Instructions for the task: Rewrite the listing below, replacing every "marker" with "point" and leaving everything else as it is.

Extracted data:
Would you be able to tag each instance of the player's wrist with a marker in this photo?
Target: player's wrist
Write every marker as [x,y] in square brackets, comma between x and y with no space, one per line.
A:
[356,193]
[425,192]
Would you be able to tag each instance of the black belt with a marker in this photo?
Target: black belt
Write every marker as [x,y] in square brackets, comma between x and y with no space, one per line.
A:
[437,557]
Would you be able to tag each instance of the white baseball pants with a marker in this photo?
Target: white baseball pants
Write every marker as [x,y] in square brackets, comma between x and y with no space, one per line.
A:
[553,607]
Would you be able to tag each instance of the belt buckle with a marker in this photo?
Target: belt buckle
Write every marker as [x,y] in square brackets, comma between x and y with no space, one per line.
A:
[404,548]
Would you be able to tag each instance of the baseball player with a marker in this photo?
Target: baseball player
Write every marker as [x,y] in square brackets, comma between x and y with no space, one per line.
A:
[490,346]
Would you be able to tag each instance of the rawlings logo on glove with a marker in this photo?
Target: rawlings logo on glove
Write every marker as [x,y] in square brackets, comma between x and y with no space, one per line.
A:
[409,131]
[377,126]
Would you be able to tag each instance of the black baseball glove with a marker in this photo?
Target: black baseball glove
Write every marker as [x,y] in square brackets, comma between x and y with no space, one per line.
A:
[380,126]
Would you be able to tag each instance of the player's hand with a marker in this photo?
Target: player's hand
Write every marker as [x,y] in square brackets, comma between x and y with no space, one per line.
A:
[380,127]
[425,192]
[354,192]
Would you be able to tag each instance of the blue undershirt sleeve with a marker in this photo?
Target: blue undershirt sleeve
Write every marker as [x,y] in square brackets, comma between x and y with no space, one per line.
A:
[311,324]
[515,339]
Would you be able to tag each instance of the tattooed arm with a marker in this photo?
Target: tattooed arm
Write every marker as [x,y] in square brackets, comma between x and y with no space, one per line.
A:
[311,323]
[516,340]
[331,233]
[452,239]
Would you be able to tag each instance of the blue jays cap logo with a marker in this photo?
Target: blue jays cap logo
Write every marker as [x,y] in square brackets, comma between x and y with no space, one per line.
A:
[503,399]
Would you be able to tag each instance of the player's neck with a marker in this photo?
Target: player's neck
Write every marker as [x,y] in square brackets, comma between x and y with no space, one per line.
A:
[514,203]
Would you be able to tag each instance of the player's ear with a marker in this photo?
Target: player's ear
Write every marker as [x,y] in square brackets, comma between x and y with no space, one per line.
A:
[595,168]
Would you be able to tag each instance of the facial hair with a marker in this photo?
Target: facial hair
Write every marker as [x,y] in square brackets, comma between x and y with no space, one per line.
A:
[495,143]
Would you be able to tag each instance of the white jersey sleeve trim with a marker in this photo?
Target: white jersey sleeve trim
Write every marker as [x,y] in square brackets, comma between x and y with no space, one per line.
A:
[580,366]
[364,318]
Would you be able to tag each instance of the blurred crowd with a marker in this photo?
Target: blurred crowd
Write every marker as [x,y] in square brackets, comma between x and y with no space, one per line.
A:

Response for this exercise:
Would you be able to tag each instance of the player's wrist with a point in this photo?
Target: player's wrist
Write every point as [x,y] in square brackets, comma between x and y with no space, one per line.
A:
[356,193]
[425,192]
Would you be able to tag each instance of the black belt with a point in this photo?
Target: black belt
Write every point as [x,y] in square brackets, comma between x and y with no space, one per line.
A:
[437,557]
Would you be able to tag each instance of the white baseball pants with a point in this photo?
Target: white baseball pants
Write every point as [x,y] in square brackets, comma between x and y with no space, one per line.
A:
[553,607]
Would you be able to tag each instance of the belt buckle with a point in this photo?
Target: belt buckle
Write every point as [x,y] in square brackets, comma between x and y with no space, one per line.
A:
[404,548]
Would you be able to tag each instance of the baseball player with a point in this photo?
Target: baseball player
Write every point as [x,y] in square brackets, comma between x and y with no space, one per line.
A:
[490,346]
Would you be able to tag each instance of the rawlings logo on glove with a point in this photo?
Target: rawlings logo on glove
Write every point as [x,y] in square brackets, comma between x and y with no space, one per line.
A:
[409,131]
[377,126]
Would you be able to tag each instance of the black baseball glove with a point in this photo?
Target: black baseball glove
Write every point as [x,y] in square brackets, comma between x and y with no space, one per line.
A:
[380,126]
Would you be able to tag each instance of the player's hand with a point in this photo?
Target: player's hand
Write every point as [x,y] in square brackets, comma between x and y with no space, one per line.
A:
[380,127]
[425,192]
[354,192]
Would you be able to tag each instance of the blue undershirt sleeve with a point in this photo?
Target: blue undershirt sleeve
Write every point as [x,y] in square brackets, comma between x and y with no space, one per line.
A:
[311,324]
[515,339]
Would you be able to tag each instance of the tattooed arm with a point in this photo?
Target: tattooed arm
Write every point as [x,y] in square brackets, comma between x and y with no space, one per line.
A:
[311,323]
[516,340]
[331,233]
[452,239]
Would you be able to tag each instance of the blue jays cap logo with a point in this photo?
Target: blue jays cap logo
Write every point as [x,y] in square brackets, comma between x and y with no space, one per line.
A:
[503,399]
Would you be able to tag each instance of the player's neck with a point in this photo?
Target: player's neck
Write every point as [x,y] in square brackets, comma between x and y with no space, one per line.
A:
[514,203]
Would you be able to tag each instance of the player's ear with a point in this photo?
Target: player's ear
Write every point as [x,y] in square brackets, comma between x and y with no space, one per line.
A:
[595,168]
Would you be able to tag each instance of the facial hair with a point in this photo?
Target: facial hair
Write every point as [x,y] in square brackets, comma between x and y with no space, one per line.
A:
[495,143]
Would you be able to tag each instance of the white jersey sleeve trim with a point in this photo?
Target: white jersey sleeve trim
Write every point as [x,y] in square brackets, comma between x and y with no space, one per line.
A:
[580,366]
[364,318]
Would you be able to tag each instance of the blurred crowd with a point in this photo?
Target: blurred crowd
Write every point as [x,y] in square brackets, comma between x and y with no space, one per line.
A:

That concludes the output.